_Things to do_
(a) From the article on colonialism in Africa, repeat word for word the part that opens with the words containing "The European imperialist" and closes with "intrusion was economic.".
(b) In the article on colonialism in Africa, rewrite the paragraph beginning "Between the 1870s and 1900" more briefly, keeping its main facts.

_Article_
☆ ☆ ☆ ☆ ☆

Colonialism in Africa
Colonialism in Africa
Colonialism in Africa
Between the 1870s and 1900, Africa faced European imperialist aggression, diplomatic
pressures, military invasions, and eventual conquest and colonization. At the same time, African
societies put up various forms of resistance against the attempt to colonize their countries and
impose foreign domination. By the early twentieth century, however, much of Africa, except
Ethiopia and Liberia, had been colonized by European powers.
The European imperialist push into Africa was motivated by three main factors like political,
social but mainly economic. It developed in the nineteenth century following the collapse of the
profitability of the slave trade, its abolition and suppression, as well as the expansion of the
European capitalist Industrial Revolution. The imperatives of capitalist industrialization—
including the demand for assured sources of raw materials, the search for guaranteed markets
and profitable investment outlets spurred the European scramble and the partition and
eventual conquest of Africa. Thus the primary motivation for European intrusion was economic.
But other factors played an important role in the process. The political impetus derived
from the impact of inter-European power struggles and competition for preeminence. Britain,
France, Germany, Belgium, Italy, Portugal, and Spain were competing for power within
European power politics. One way to demonstrate national preeminence was through the
acquisition of territories around the world, including Africa. The social factor was the third
major element. As a result of industrialization, major social problems grew in Europe:
unemployment, poverty, homelessness, social displacement from rural areas, and so on. These
social problems developed partly because not all people could be absorbed by the new
capitalist industries. One way to resolve this problem was to acquire colonies and export this
"surplus population." This led to the establishment of settler-colonies in Algeria, Tunisia, South
Africa, Namibia, Angola, Mozambique, and central African areas like Zimbabwe and Zambia.
Eventually the overriding economic factors led to the colonization of other parts of Africa.
Thus it was the interplay of these economic, political, and social factors and forces that
led to the scramble for Africa and the frenzied attempts by European commercial, military, and
political agents to declare and establish a stake in different parts of the continent through inter-
imperialist commercial competition, the declaration of exclusive claims to particular territories
for trade, the imposition of tariffs against other European traders, and claims to exclusive
control of waterways and commercial routes in different parts of Africa.

☆ ☆ ☆ ☆ ☆

_Record list_
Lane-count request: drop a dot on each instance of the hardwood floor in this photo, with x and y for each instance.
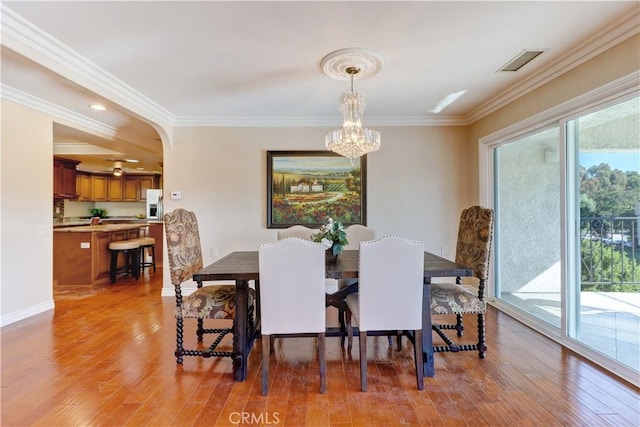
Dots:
(105, 358)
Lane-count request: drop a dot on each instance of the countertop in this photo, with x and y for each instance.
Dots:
(74, 222)
(96, 228)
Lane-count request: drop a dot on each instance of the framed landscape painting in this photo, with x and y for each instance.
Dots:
(306, 187)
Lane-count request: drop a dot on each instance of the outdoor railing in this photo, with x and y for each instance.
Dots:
(610, 255)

☆ ☆ ☆ ☆ ☆

_Solutions per task_
(a)
The European imperialist push into Africa was motivated by three main factors like political,
social but mainly economic. It developed in the nineteenth century following the collapse of the
profitability of the slave trade, its abolition and suppression, as well as the expansion of the
European capitalist Industrial Revolution. The imperatives of capitalist industrialization—
including the demand for assured sources of raw materials, the search for guaranteed markets
and profitable investment outlets spurred the European scramble and the partition and
eventual conquest of Africa. Thus the primary motivation for European intrusion was economic.

(b) From the 1870s to 1900, Africa faced European aggression, diplomatic pressure, military invasion, conquest and colonization. African societies resisted in various ways, but by the early twentieth century European powers had colonized most of the continent except Ethiopia and Liberia.